## CONSIGNE
Recopie la partie qui commence à la ligne contenant « Question. Place a dot on every instance of the center console » et se termine à la ligne contenant « pixel 1340 466 », en substituant « Mark » à « Tag » sans rien modifier d'autre. Laisse les images hors de ta réponse.

==== DONNÉES SOURCES ====

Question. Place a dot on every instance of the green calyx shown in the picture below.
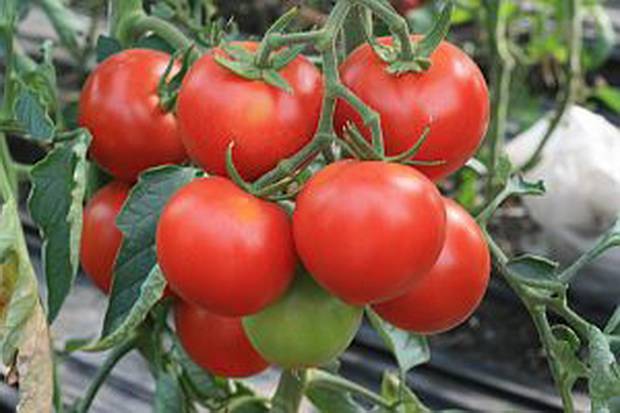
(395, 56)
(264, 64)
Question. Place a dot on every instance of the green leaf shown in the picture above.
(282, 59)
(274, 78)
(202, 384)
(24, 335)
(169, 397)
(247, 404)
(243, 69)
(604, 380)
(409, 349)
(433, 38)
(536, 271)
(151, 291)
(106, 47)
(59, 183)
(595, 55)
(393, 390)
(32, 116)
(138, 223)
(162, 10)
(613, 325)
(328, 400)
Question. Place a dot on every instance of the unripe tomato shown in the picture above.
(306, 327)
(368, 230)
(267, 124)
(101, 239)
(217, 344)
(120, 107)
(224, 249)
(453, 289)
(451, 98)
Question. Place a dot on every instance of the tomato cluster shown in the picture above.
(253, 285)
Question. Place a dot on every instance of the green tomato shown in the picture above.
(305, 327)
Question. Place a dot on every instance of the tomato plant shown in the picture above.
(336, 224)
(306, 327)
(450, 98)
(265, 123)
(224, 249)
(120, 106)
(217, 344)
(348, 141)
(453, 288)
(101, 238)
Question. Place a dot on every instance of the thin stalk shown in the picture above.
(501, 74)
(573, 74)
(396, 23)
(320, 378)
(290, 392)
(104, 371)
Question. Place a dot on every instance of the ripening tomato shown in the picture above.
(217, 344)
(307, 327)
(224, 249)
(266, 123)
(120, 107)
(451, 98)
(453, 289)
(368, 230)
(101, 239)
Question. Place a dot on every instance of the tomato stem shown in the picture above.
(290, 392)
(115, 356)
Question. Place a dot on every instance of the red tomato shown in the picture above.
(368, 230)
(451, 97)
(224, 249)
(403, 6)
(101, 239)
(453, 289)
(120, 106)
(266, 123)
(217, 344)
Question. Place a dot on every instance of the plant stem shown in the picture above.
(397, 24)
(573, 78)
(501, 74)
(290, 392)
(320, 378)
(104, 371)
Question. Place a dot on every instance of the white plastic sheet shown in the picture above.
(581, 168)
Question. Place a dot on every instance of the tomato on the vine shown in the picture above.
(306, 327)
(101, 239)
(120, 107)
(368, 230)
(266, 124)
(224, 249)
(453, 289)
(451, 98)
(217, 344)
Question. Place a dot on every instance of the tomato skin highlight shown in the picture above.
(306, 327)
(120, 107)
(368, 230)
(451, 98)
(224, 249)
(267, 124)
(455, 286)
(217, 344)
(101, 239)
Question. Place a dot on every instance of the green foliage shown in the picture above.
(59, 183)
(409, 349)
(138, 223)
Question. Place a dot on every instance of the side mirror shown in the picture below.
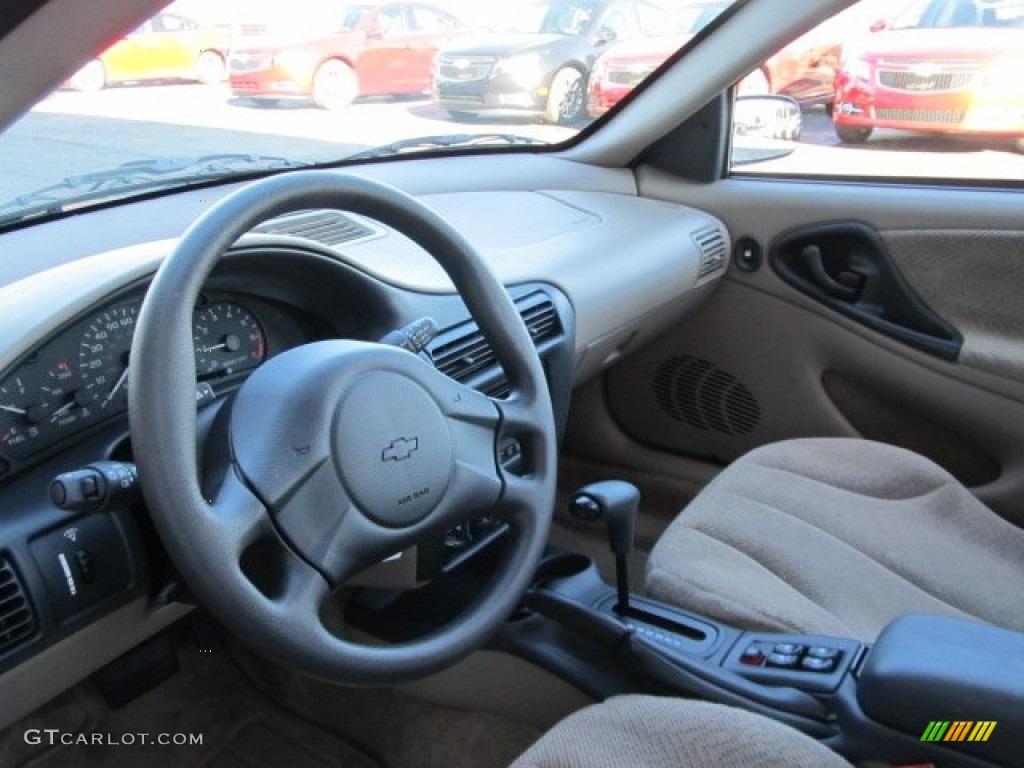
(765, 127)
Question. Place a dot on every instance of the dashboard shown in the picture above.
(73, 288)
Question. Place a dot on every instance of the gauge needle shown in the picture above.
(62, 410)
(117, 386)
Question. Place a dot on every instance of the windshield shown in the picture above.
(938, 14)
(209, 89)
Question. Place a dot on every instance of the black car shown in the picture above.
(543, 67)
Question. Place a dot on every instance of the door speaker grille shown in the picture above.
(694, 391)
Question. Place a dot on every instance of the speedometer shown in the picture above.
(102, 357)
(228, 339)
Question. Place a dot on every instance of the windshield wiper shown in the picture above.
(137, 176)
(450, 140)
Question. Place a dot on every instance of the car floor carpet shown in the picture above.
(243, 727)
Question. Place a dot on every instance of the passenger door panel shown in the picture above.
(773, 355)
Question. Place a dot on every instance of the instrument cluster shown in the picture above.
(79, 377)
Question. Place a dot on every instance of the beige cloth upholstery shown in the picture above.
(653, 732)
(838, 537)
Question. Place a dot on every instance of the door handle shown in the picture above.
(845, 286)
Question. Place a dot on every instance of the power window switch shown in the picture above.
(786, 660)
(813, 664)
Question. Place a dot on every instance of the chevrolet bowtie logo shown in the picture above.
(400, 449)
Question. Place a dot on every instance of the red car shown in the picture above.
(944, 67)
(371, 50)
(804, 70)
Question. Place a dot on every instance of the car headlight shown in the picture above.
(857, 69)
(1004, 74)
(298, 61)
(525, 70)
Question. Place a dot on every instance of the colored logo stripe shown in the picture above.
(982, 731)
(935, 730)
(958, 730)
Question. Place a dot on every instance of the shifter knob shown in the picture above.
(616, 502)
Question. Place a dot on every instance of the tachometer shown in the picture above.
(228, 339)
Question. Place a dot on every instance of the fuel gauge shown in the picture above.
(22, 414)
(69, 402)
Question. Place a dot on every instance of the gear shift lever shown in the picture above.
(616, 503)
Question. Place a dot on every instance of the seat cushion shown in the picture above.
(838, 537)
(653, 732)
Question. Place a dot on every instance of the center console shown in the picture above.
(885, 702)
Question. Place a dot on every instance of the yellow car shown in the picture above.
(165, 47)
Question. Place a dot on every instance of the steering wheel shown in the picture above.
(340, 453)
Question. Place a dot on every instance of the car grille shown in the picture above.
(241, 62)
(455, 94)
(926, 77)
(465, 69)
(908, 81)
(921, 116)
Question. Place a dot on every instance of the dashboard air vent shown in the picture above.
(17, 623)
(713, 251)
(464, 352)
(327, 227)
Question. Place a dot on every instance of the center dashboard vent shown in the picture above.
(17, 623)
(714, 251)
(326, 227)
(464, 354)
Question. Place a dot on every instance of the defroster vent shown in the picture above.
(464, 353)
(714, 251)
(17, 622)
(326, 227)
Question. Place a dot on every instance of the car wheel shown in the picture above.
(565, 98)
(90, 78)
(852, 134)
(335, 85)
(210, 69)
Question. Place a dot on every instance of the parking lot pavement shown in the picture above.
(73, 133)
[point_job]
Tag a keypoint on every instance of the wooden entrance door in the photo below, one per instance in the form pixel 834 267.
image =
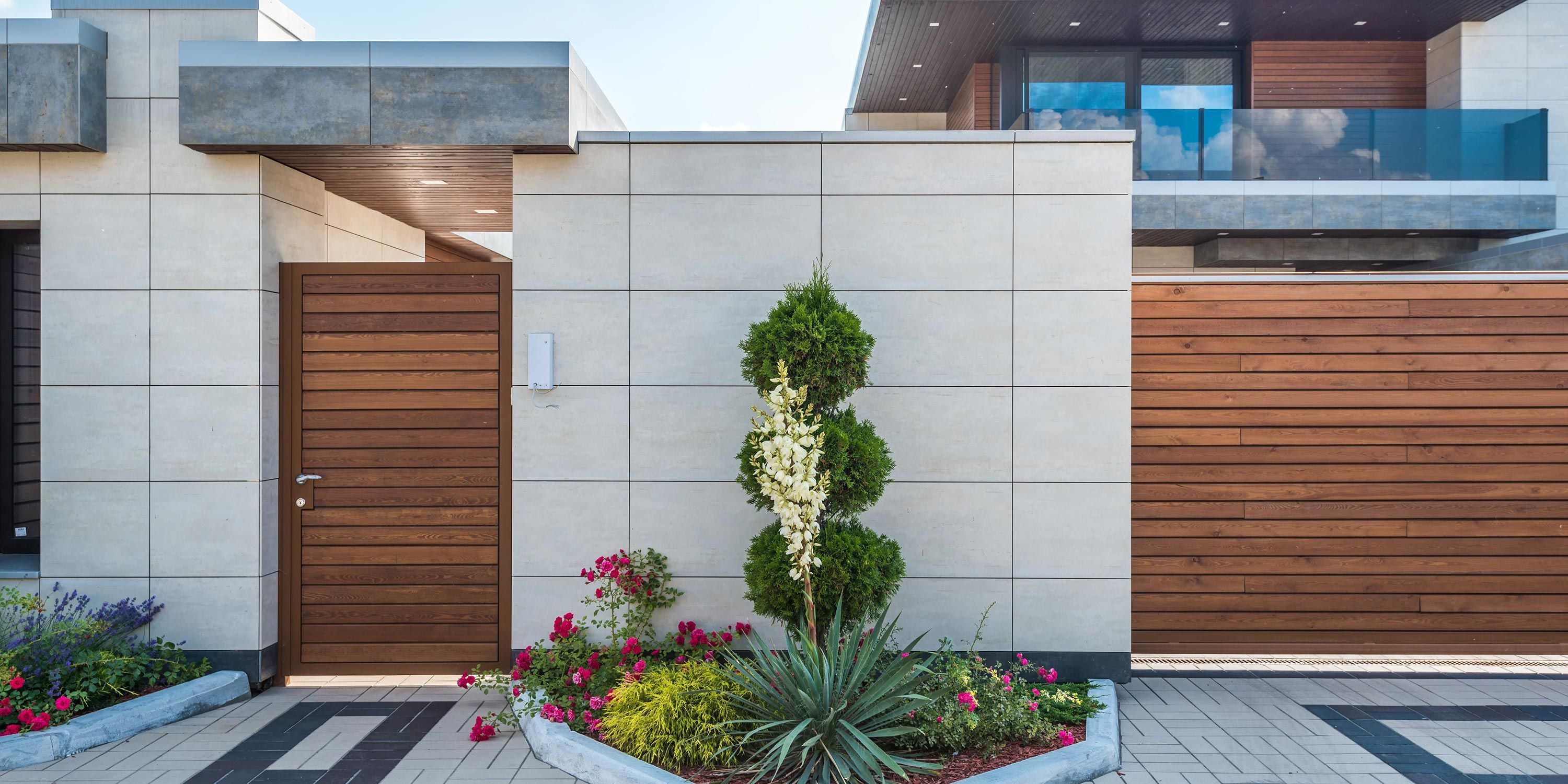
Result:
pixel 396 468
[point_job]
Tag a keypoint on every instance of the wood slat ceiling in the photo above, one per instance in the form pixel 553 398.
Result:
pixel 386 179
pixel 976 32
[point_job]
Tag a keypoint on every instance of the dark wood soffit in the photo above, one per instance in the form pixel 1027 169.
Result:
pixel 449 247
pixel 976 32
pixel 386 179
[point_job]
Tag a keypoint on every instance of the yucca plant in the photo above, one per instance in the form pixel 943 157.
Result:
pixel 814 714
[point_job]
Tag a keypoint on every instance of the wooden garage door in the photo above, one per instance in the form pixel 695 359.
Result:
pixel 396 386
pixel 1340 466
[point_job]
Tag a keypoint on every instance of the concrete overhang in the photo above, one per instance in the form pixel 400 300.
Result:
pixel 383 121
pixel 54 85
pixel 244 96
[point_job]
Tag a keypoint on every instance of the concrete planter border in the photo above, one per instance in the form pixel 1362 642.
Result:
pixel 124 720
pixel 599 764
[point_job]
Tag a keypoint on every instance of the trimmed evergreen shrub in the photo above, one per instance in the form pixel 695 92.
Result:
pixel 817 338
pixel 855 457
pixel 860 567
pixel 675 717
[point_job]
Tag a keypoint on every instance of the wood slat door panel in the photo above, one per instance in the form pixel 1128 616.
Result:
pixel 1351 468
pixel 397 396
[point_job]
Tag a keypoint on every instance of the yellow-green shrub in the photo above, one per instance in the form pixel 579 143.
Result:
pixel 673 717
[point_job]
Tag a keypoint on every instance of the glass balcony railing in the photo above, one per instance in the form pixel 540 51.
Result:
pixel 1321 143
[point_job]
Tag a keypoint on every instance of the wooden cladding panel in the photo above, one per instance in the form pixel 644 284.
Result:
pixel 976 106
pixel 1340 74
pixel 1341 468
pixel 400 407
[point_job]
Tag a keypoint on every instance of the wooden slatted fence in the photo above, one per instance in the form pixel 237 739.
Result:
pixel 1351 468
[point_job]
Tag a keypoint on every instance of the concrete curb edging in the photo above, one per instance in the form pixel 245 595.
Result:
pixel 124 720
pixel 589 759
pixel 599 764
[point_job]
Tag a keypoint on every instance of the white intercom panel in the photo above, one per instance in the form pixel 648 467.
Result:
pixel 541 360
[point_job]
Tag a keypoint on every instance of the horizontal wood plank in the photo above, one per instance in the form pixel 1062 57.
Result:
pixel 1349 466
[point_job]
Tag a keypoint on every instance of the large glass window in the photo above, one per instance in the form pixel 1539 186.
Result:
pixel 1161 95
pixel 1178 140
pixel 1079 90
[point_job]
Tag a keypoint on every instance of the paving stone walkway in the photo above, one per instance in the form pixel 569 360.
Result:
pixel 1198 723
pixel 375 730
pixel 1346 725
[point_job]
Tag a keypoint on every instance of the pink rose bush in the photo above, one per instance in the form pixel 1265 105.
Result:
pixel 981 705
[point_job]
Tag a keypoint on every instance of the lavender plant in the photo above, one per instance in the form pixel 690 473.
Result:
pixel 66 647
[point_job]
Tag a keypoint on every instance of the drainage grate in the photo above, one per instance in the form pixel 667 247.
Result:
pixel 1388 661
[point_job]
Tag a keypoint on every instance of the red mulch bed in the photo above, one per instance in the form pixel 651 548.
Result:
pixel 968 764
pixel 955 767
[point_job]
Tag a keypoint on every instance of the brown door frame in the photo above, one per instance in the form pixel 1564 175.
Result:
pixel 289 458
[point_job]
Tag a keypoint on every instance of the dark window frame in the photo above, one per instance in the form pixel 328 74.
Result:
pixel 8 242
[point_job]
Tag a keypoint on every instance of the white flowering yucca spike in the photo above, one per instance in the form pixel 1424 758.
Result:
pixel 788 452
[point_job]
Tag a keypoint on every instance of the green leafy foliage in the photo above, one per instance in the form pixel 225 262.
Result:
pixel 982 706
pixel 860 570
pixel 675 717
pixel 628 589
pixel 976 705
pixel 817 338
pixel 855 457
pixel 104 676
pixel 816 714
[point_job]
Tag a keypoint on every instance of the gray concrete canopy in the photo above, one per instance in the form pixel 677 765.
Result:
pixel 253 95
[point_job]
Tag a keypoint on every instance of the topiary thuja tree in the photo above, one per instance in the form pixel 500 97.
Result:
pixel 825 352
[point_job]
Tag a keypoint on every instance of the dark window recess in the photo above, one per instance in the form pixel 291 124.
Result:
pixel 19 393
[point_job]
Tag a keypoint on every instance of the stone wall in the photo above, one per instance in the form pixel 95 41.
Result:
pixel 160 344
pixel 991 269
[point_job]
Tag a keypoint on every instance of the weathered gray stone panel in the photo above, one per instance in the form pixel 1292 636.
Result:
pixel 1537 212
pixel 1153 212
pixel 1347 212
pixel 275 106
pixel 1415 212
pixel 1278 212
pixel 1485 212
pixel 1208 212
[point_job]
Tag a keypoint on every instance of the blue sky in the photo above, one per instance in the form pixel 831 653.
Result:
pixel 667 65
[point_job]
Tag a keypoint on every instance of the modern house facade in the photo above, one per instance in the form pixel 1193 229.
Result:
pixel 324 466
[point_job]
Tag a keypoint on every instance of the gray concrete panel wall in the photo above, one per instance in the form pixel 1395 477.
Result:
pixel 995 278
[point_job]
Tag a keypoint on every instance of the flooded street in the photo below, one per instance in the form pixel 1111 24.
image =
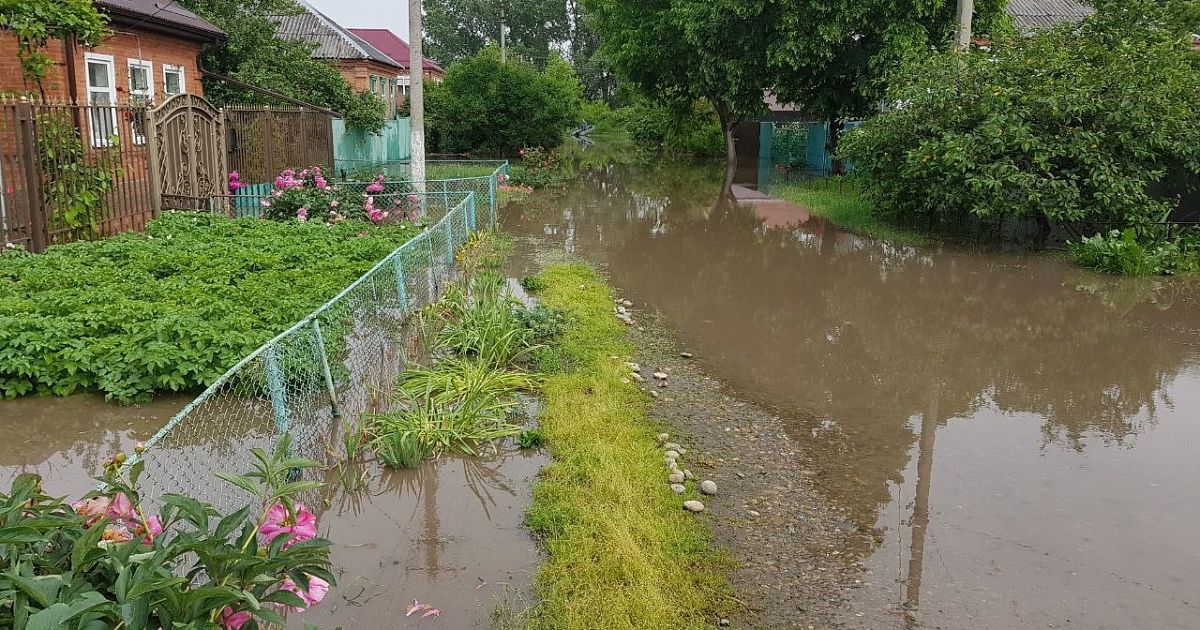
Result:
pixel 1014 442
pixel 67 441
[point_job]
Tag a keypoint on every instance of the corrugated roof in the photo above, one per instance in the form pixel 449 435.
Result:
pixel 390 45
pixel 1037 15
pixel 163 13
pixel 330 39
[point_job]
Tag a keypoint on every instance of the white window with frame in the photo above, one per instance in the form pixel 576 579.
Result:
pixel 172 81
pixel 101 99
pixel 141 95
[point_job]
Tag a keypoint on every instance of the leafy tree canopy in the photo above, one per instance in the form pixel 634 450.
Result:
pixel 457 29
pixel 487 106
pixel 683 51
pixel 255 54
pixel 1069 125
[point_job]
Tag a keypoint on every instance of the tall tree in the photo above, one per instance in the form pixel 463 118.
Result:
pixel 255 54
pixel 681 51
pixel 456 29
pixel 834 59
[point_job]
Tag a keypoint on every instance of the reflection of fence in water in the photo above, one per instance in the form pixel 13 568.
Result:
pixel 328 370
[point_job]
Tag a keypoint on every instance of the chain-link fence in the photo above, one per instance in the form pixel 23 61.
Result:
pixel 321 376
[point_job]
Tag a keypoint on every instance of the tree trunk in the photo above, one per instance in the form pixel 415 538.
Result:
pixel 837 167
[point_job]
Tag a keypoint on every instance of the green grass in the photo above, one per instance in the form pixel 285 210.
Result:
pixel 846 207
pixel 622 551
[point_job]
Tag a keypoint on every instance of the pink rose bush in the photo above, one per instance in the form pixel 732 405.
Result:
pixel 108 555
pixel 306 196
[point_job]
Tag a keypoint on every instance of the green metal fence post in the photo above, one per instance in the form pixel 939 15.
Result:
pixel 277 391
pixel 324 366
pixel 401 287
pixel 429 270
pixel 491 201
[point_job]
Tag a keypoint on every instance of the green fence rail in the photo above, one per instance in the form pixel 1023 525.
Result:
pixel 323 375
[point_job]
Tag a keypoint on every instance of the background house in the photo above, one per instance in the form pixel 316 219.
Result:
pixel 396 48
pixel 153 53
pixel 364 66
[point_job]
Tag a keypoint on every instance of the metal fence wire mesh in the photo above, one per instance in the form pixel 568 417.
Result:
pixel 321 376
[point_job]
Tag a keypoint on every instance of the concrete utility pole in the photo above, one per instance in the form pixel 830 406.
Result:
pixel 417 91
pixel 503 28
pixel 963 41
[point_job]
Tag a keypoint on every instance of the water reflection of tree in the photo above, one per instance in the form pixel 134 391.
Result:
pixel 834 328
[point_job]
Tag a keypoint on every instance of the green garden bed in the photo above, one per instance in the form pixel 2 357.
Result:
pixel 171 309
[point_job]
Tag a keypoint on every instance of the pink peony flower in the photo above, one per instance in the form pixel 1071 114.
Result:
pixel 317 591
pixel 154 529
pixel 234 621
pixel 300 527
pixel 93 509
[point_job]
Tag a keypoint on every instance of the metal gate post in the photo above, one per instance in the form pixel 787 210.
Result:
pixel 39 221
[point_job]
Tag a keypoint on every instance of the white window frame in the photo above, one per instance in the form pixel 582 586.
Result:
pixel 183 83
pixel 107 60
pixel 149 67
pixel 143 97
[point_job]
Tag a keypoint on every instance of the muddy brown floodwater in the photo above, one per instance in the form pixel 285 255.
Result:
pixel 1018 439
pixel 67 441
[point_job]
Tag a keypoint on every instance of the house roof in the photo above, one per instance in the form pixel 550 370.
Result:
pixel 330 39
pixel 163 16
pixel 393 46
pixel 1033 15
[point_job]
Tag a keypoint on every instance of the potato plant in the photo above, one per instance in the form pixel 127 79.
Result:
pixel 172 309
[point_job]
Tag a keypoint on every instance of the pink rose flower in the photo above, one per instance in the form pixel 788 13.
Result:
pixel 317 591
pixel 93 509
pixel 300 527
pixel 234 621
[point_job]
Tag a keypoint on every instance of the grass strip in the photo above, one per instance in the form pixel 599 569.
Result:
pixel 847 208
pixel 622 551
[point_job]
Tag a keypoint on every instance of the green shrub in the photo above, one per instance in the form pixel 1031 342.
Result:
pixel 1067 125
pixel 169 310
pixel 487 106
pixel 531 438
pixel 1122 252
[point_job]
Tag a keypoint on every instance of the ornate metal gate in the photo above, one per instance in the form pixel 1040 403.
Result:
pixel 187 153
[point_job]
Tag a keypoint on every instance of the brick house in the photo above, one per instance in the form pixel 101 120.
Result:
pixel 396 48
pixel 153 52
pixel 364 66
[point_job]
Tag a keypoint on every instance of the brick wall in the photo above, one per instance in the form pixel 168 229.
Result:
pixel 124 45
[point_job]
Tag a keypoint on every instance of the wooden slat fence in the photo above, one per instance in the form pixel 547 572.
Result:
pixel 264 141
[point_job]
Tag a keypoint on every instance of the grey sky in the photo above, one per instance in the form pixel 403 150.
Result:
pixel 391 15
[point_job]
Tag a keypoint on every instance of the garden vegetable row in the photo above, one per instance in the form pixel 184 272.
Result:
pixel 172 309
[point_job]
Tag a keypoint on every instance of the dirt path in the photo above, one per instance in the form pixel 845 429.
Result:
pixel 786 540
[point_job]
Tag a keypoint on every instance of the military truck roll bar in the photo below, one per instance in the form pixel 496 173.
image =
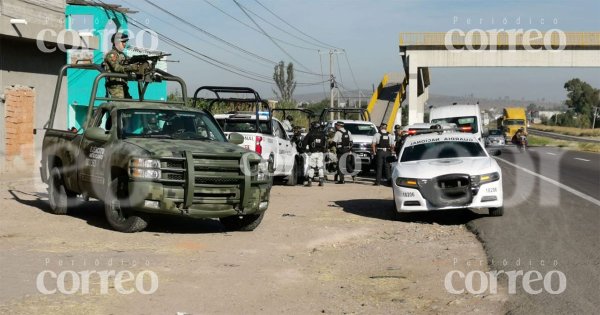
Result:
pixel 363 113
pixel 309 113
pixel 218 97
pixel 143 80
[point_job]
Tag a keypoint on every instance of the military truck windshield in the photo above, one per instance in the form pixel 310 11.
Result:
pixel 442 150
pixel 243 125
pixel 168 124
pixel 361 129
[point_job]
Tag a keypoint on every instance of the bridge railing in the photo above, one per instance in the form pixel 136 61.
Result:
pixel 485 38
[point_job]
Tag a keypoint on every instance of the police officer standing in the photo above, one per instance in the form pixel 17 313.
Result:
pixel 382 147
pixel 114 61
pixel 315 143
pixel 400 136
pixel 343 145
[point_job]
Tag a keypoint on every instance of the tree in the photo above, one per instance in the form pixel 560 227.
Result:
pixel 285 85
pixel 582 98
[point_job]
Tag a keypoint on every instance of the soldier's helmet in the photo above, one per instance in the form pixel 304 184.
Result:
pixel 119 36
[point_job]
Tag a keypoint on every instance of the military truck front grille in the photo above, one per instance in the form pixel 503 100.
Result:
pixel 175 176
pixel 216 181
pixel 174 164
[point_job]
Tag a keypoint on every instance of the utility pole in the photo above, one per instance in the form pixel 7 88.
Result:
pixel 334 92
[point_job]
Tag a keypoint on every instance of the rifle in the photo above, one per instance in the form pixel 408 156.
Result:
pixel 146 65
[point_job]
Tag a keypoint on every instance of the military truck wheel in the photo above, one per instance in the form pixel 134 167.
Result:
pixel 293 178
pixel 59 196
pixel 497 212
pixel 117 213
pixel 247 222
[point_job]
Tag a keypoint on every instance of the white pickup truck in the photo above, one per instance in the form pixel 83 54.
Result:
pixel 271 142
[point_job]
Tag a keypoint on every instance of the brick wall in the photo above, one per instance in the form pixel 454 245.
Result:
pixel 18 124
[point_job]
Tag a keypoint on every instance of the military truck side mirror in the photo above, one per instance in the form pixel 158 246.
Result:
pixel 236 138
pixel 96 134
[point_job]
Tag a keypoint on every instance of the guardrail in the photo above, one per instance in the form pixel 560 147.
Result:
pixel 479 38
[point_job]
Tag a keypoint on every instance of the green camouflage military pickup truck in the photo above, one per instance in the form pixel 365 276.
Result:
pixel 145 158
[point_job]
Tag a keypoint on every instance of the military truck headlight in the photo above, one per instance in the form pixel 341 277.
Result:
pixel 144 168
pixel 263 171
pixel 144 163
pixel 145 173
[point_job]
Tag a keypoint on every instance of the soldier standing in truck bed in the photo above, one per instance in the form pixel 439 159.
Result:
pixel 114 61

====

## RÉPONSE
Question. Place a dot on every instance of the center console shown in the picture above.
(885, 702)
Question. Place a dot on every instance of the yellow car shown in the picture above.
(165, 47)
Question. Place a dot on every instance of the steering wheel shown in the picture above.
(340, 453)
Question. Place a dot on every instance of the car grille shown in the picture above.
(241, 62)
(455, 94)
(926, 77)
(465, 69)
(908, 81)
(921, 116)
Question. Place a dot on every instance of the dashboard air vent shown in the picture above.
(17, 623)
(713, 251)
(464, 352)
(327, 227)
Question. Place a dot on every instance of the center dashboard vent shown in the picture above.
(17, 623)
(714, 251)
(326, 227)
(464, 354)
Question. Place a dot on every instance of the defroster vent shown in the picture above.
(464, 353)
(714, 251)
(17, 622)
(326, 227)
Question. Place a dot on every instance of the car wheel shown in the picture above.
(565, 98)
(90, 78)
(852, 134)
(335, 85)
(210, 69)
Question. Place a dot on every instance of the parking lot pavement shown in the picture above.
(73, 133)
[point_job]
Mark a keypoint on every instance of the wooden entrance door in the photo below, one per instance in the form pixel 834 267.
image =
Result:
pixel 396 468
[point_job]
Mark a keypoint on every instance of the wood slat ceiling in the photo above, one per instance in the form pixel 553 398.
Result:
pixel 386 179
pixel 976 32
[point_job]
Mark a keypoint on every instance of the dark wood soffit in the photo above, one per instance in the form pixel 1027 169.
Result:
pixel 449 247
pixel 976 32
pixel 386 179
[point_job]
Mark a keypoint on every instance of the yucca plant in the photo above, one per instance in the form pixel 943 157.
Result:
pixel 814 714
[point_job]
Mark a keypoint on every instance of the wooden garage door in the photo above, one per instance in the form pixel 695 359.
Result:
pixel 396 386
pixel 1340 466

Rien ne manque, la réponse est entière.